No Guarantee of a Gun: How and Why the Second Amendment Means Exactly What It Says
The information in this book proves by means of credible and irrefutable documentary evidence that the Supreme Court's decision on June 26, 2008, in District of Columbia v. Heller, which held that the Second Amendment protects the right of an individual to possess and carry weapons, was incorrect. And the information in this book forms the foundation of what would have been the correct decision in that case.
Second Amendment commentary and case law are incorrect. But unfortunately, they are relied upon by today's scholars and jurists. However, this book, written in plain English instead of the legalese that many persons find unappealing about books pertaining to legal subjects, takes the bold step of disproving these incorrect authorities on the most controversial and puzzling provision of the United States Constitution, and it meets that challenge.

#### Stated problem:
According to the Second Amendment book description, on what date did the Supreme Court decide District of Columbia v. Heller? The records come from a separate, unrelated source.

#### Items:
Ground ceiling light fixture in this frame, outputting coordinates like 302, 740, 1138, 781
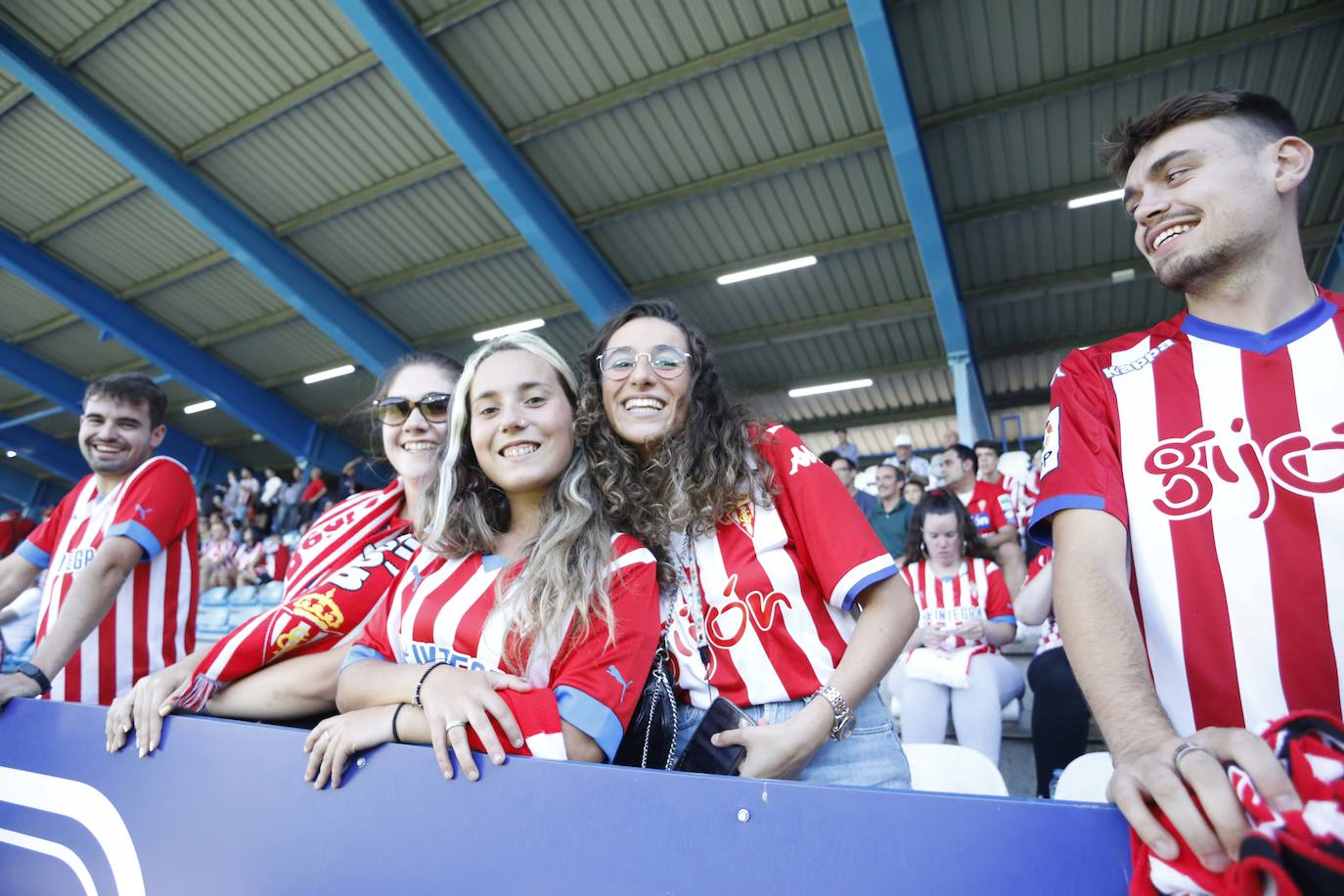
471, 317, 546, 342
789, 379, 873, 398
304, 364, 355, 385
718, 255, 817, 287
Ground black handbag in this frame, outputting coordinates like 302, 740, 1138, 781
611, 640, 676, 770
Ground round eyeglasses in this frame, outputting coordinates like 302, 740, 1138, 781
597, 345, 691, 381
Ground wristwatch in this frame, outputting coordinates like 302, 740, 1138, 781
808, 685, 855, 740
15, 662, 51, 694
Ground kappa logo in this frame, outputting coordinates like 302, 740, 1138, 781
1102, 338, 1176, 381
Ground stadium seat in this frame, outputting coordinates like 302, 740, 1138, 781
902, 744, 1008, 796
1055, 752, 1115, 803
201, 584, 229, 607
229, 584, 256, 607
256, 582, 285, 607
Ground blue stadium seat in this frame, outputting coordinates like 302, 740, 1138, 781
229, 584, 256, 607
201, 584, 229, 607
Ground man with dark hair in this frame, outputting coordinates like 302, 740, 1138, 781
0, 374, 198, 706
1032, 89, 1344, 874
939, 445, 1027, 597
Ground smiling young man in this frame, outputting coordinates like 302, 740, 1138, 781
1032, 89, 1344, 872
0, 374, 198, 706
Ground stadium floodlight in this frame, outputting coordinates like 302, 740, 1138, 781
304, 364, 355, 385
789, 379, 873, 398
471, 317, 546, 342
1068, 190, 1125, 208
718, 255, 817, 287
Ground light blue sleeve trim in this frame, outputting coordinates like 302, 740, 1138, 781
832, 562, 899, 611
15, 539, 51, 569
555, 685, 620, 762
336, 644, 391, 676
108, 519, 164, 561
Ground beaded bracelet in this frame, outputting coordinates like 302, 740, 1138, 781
414, 661, 448, 709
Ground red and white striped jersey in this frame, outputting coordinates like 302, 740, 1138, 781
667, 426, 896, 708
177, 479, 420, 712
351, 535, 660, 759
19, 457, 199, 705
1032, 291, 1344, 735
1024, 548, 1064, 655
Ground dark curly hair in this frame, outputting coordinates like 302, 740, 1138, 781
906, 489, 993, 564
574, 301, 776, 566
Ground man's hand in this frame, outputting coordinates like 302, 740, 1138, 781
0, 672, 42, 709
1106, 728, 1302, 874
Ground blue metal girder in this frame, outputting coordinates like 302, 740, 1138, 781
336, 0, 630, 325
0, 462, 67, 507
848, 0, 992, 445
0, 24, 410, 374
0, 228, 360, 480
0, 342, 242, 482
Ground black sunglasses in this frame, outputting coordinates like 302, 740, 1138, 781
374, 392, 453, 426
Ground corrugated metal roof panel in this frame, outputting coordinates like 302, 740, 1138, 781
134, 262, 287, 338
589, 149, 903, 284
291, 170, 514, 287
43, 190, 215, 291
197, 67, 448, 224
437, 0, 838, 129
66, 0, 364, 149
0, 98, 130, 234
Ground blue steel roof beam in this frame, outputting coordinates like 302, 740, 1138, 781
336, 0, 632, 325
0, 228, 360, 483
0, 464, 67, 508
847, 0, 993, 443
0, 24, 410, 374
0, 342, 244, 482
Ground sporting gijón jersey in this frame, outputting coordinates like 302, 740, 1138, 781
957, 477, 1017, 536
1032, 291, 1344, 735
355, 535, 660, 759
19, 457, 199, 705
667, 426, 896, 708
177, 479, 420, 712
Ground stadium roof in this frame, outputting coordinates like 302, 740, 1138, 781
0, 0, 1344, 505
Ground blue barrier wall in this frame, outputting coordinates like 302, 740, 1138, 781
0, 699, 1129, 896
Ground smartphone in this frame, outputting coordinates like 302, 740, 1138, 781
676, 697, 755, 775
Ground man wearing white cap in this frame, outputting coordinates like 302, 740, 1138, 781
885, 432, 930, 485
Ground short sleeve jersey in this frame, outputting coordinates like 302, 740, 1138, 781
1032, 291, 1344, 735
19, 457, 199, 705
356, 535, 660, 759
667, 426, 896, 708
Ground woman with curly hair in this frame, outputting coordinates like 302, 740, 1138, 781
576, 301, 916, 787
901, 489, 1023, 764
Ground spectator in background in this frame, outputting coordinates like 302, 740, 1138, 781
832, 427, 859, 470
830, 456, 877, 517
942, 445, 1027, 595
869, 464, 922, 562
298, 467, 327, 522
901, 490, 1023, 766
885, 432, 931, 485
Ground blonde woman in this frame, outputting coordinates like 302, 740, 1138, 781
305, 334, 658, 788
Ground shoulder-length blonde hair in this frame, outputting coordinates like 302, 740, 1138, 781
416, 334, 615, 673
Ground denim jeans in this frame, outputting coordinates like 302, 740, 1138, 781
676, 692, 910, 790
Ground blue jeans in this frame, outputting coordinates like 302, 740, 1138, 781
676, 692, 910, 790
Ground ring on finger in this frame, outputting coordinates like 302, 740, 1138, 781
1172, 740, 1218, 777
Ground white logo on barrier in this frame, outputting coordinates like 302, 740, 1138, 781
0, 766, 145, 896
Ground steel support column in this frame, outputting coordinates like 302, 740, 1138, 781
336, 0, 630, 325
848, 0, 992, 445
0, 24, 410, 374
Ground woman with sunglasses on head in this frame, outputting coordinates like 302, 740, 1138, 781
108, 352, 463, 755
901, 489, 1023, 764
579, 302, 916, 787
305, 334, 658, 788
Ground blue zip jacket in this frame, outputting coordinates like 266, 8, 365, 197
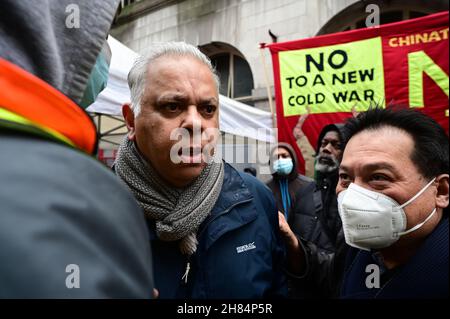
148, 163, 287, 299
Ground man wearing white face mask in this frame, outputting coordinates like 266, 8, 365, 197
336, 109, 449, 298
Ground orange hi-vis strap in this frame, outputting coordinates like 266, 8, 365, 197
0, 58, 97, 154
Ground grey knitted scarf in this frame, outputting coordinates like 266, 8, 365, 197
115, 137, 224, 255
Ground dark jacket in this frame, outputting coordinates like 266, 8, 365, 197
148, 164, 287, 299
0, 0, 153, 298
0, 134, 153, 298
341, 216, 449, 299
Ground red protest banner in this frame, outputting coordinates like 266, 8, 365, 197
266, 11, 449, 173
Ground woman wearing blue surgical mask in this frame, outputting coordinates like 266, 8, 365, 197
267, 143, 334, 298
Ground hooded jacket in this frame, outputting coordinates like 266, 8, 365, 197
315, 124, 345, 246
267, 143, 335, 298
0, 0, 153, 298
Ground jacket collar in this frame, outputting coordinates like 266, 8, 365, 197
0, 58, 97, 154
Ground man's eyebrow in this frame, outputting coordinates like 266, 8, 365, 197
198, 97, 219, 105
156, 93, 188, 102
339, 162, 396, 172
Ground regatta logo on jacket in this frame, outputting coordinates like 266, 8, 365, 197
236, 242, 256, 254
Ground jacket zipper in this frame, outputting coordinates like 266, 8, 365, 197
197, 198, 253, 238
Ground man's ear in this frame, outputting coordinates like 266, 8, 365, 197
122, 103, 136, 141
436, 174, 449, 208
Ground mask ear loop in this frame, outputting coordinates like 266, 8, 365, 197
398, 207, 437, 236
398, 177, 437, 236
399, 177, 436, 208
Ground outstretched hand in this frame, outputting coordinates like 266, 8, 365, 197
278, 211, 297, 246
292, 105, 311, 140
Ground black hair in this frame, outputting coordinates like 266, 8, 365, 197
344, 106, 449, 179
244, 167, 256, 177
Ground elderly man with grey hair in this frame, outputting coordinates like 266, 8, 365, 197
115, 42, 287, 299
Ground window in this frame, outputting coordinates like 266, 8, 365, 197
317, 0, 449, 35
200, 43, 253, 105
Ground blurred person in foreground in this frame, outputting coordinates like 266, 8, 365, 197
0, 0, 153, 298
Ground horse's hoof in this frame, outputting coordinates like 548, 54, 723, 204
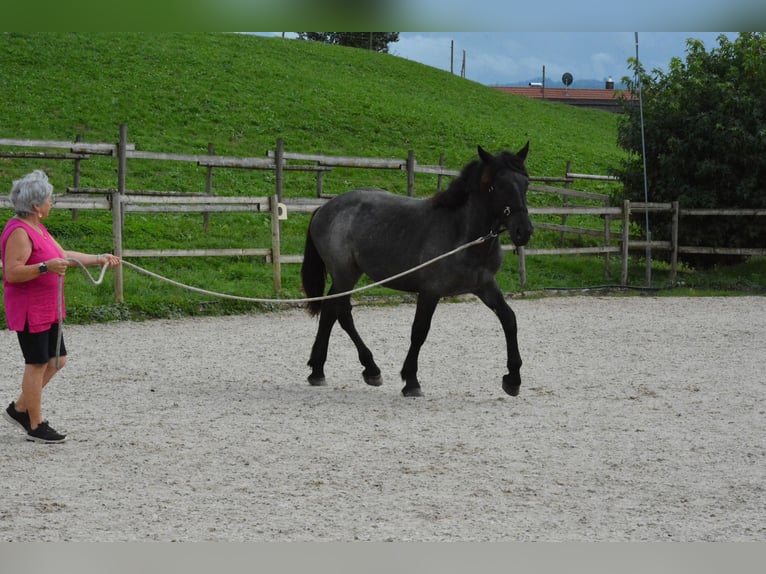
402, 386, 423, 397
362, 373, 383, 387
503, 373, 521, 397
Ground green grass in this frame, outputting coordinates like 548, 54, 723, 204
0, 33, 766, 328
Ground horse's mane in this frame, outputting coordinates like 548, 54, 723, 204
431, 151, 529, 209
431, 159, 481, 209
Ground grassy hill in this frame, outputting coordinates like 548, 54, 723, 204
0, 33, 760, 321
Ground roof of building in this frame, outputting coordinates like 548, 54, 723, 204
493, 86, 635, 101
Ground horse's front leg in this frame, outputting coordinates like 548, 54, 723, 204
475, 281, 521, 397
308, 300, 338, 387
401, 293, 439, 397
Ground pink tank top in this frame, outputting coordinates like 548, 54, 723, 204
0, 217, 66, 333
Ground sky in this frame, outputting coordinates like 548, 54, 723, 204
389, 32, 737, 88
257, 32, 737, 88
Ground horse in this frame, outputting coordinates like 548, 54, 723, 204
301, 142, 533, 397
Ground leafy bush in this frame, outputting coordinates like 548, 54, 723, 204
618, 32, 766, 266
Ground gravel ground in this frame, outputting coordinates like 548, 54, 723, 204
0, 296, 766, 541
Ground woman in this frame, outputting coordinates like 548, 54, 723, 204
0, 170, 120, 443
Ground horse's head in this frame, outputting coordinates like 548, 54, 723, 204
479, 142, 533, 247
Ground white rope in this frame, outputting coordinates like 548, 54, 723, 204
122, 233, 495, 305
56, 232, 497, 369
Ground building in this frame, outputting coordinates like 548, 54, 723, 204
492, 78, 638, 113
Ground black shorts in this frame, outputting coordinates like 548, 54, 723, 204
16, 323, 66, 365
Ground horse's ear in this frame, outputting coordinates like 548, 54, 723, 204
477, 146, 495, 163
516, 140, 529, 161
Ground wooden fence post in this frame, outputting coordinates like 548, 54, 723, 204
620, 199, 630, 285
269, 195, 282, 293
436, 152, 444, 192
112, 124, 128, 303
670, 201, 679, 284
72, 134, 82, 221
407, 150, 415, 197
274, 138, 285, 201
202, 142, 215, 233
559, 161, 572, 247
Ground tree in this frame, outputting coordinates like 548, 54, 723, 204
618, 32, 766, 266
298, 32, 399, 54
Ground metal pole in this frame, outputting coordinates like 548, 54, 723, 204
635, 32, 652, 287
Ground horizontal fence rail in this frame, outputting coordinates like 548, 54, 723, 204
0, 125, 766, 301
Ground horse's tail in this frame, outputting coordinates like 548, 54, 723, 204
301, 224, 327, 317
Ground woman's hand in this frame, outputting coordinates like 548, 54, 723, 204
45, 257, 69, 275
96, 253, 122, 267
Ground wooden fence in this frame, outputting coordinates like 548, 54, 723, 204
0, 125, 766, 302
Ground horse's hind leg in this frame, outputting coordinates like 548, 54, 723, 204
401, 293, 439, 397
337, 297, 383, 387
308, 300, 338, 386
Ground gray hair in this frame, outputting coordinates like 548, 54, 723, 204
10, 169, 53, 215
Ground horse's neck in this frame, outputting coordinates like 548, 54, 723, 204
462, 195, 493, 239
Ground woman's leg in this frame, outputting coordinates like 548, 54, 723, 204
16, 357, 66, 429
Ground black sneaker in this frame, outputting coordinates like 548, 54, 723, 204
3, 401, 29, 432
27, 421, 66, 443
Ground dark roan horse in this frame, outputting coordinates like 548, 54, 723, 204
301, 142, 532, 397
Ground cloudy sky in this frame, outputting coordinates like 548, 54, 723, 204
389, 32, 737, 87
255, 31, 737, 88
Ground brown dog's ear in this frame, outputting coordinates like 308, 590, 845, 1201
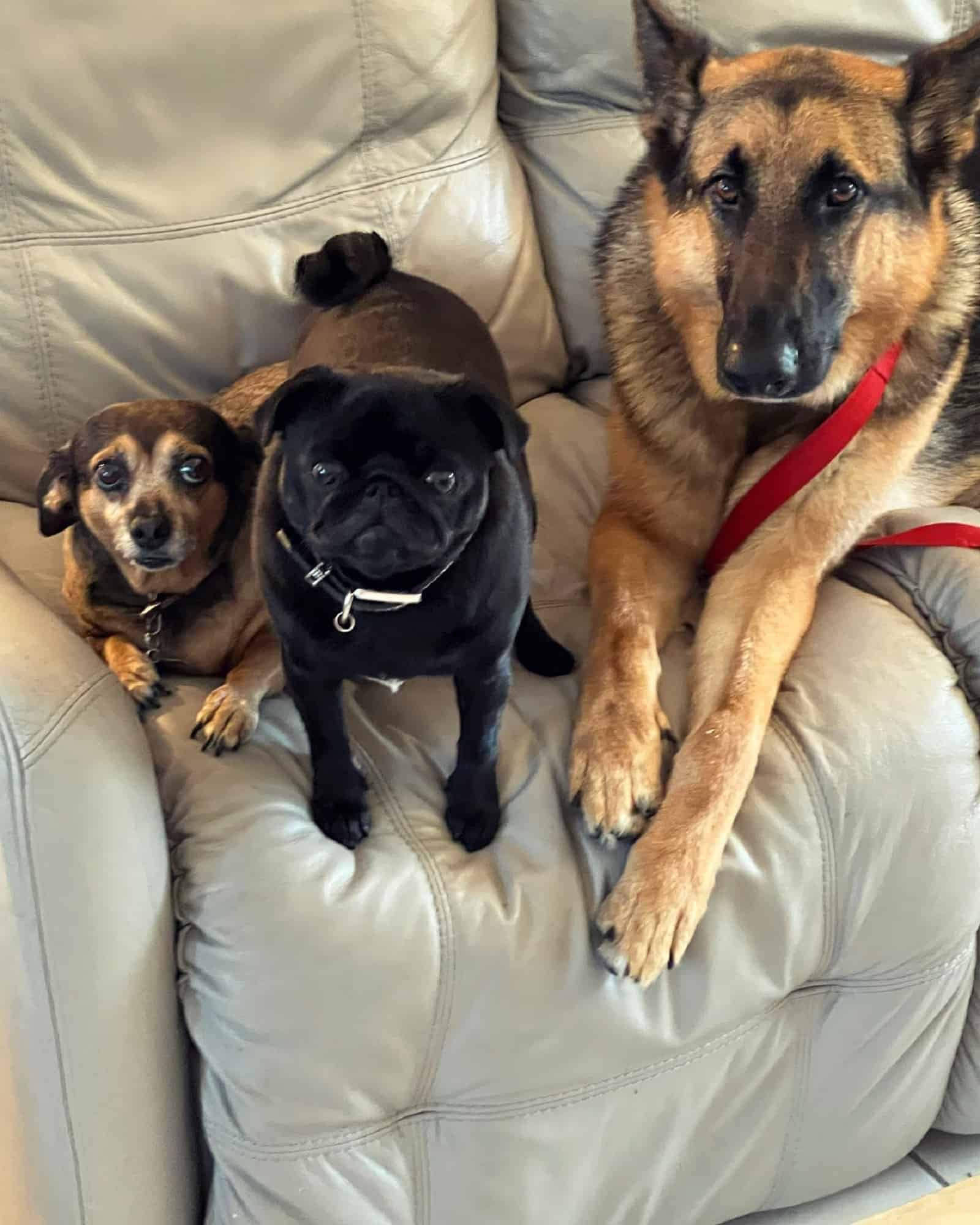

#### Task answer:
June 26, 2008.